#### Source excerpt:
▬▬▬▬▬▬

Interesting reading in the thread about the whole gay Mii marriage thing and I'm glad it's mostly been a reasonable discussion so far on both sides. Gonna ramble here, so excuse length in advance (har) and if you think this is derailing the thread from talking about the game, well, this seems to be a major talking point about the game and until more information comes from Nintendo all the other topics seem to be covered as well.
I think we're at a watershed point now where Nintendo being a family-friendly company doesn't matter, and the fact that kids might be playing doesn't matter, to the argument of whether or not to include Miis of the same gender dating in a game. Those being reasons to keep gay content out of things are from a time when the concept of being gay was diametrically opposed to the concept of family life. It's 2014. There are gay couples and gay families everywhere in the two main markets we're talking about here, North America and Europe, and despite it being an uncomfortable line of thought for some people, children are not inherently straight, nor a separate species from the gay adults in our societies. Some kids are or will be gay. They have a right to see media that tells them they are not freaks and that what they feel is a part of the broader human experience as well as what they see all the time with hetero couples.

▬▬▬▬▬▬

#### Extracted information:
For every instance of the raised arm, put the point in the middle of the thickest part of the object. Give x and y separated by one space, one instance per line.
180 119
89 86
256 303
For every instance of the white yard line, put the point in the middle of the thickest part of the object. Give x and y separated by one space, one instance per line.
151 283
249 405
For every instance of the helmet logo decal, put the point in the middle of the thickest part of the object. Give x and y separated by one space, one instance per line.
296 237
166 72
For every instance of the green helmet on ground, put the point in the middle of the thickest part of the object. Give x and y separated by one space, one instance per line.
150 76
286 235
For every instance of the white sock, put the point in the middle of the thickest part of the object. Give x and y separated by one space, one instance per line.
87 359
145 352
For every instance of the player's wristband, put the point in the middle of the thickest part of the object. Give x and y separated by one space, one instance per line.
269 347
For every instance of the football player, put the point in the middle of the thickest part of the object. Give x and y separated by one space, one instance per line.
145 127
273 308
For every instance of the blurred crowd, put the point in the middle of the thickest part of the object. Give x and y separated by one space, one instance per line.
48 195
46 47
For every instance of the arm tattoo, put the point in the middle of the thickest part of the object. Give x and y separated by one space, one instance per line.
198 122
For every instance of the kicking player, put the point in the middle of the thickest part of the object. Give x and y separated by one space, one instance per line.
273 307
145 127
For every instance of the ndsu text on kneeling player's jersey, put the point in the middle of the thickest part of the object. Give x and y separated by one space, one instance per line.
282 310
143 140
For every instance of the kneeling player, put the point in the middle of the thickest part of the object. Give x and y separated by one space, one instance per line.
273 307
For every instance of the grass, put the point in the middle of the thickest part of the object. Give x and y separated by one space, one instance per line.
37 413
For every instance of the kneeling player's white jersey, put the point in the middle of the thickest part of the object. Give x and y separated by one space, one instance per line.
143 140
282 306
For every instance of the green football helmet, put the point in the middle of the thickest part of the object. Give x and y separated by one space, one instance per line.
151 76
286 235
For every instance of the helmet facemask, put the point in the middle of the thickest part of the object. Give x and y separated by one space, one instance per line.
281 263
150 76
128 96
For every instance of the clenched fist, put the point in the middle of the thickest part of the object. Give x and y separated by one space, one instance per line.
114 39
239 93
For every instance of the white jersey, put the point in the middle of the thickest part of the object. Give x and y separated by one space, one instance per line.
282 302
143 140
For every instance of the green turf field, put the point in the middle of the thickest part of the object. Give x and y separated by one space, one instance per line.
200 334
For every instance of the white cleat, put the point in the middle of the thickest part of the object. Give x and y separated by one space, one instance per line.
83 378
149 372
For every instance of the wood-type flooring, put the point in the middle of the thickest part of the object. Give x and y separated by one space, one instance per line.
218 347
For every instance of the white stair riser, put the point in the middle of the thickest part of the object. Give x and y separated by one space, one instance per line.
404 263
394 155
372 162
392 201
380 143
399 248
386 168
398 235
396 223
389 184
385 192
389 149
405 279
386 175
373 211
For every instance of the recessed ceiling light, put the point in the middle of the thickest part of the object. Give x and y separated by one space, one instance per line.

▬▬▬▬▬▬

#### What to work on:
[A] According to the post on same-gender Mii dating, what are the two main markets under discussion?
[B] Please pick up the post on same-gender Mii dating after its final sentence and carry it forward in the same voice.

#### Final results:
[A] North America and Europe.

[B]
The more games come out that let you simulate your life, or let you play as a character with enough agency given to you in the area of relationships that many people will treat them as an avatar of themselves and want to make the same decisions they themselves would (e.g. Mass Effect), the less of a niche discussion this becomes. As an earlier poster said, my existence as a gay person and my desire to reflect my real life (my male partner) in a game like this is not social commentary or being PC or being political. It's my life. Don't put "your life" on the box if there's gonna be a honking great implied asterisk that says your life in some corporate-conservative filtered version of what that means.
Some people have asked for perspective on what Japanese people think about all this. I lived in Japan for some years and had a reasonably fulfilling gay life there. I would say that Japan is a place where a (what one might call) conservative view on society and the role of the family prevails. Your role in Japanese society is to get married and have children. Not fulfilling this role, be it because you're a woman who wants a career, a gay person, or a person of any gender who isn't interested in making that life for yourself, positions you as something of an outsider. In that sense gay people are not singled out as a destructive force against society in the same way (some) conservative demagogues do in the west. You don't get that "think of the children" attitude.
However, the vast majority of gay people keep their sexuality to themselves. Being out at the office is almost unheard of. It may sound horrible but I don't think most gay people necessarily feel oppressed by this on a day to day basis. Japan is not a country shaped by a history of organised religion, and the associated repression of sex and sexuality in all its forms, in the same way many Western countries are. There is no real concept of homosexuality as a sin or something you're going to hell for, and most people would be hard pressed to tell you what was wrong with it other than the fact that you aren't like most people (conformity is a virtue there) and you won't have a family, which is a shame. Many people view it as something you do rather than something you are, which was the prevailing attitude in the west as well until relatively recently. I found people in Japan would say things like "I didn't know you were into that", as if it was someone confessing a fetish or a sexual peccadillo rather than their entire orientation, but they would also say "does that mean you want to be a woman?".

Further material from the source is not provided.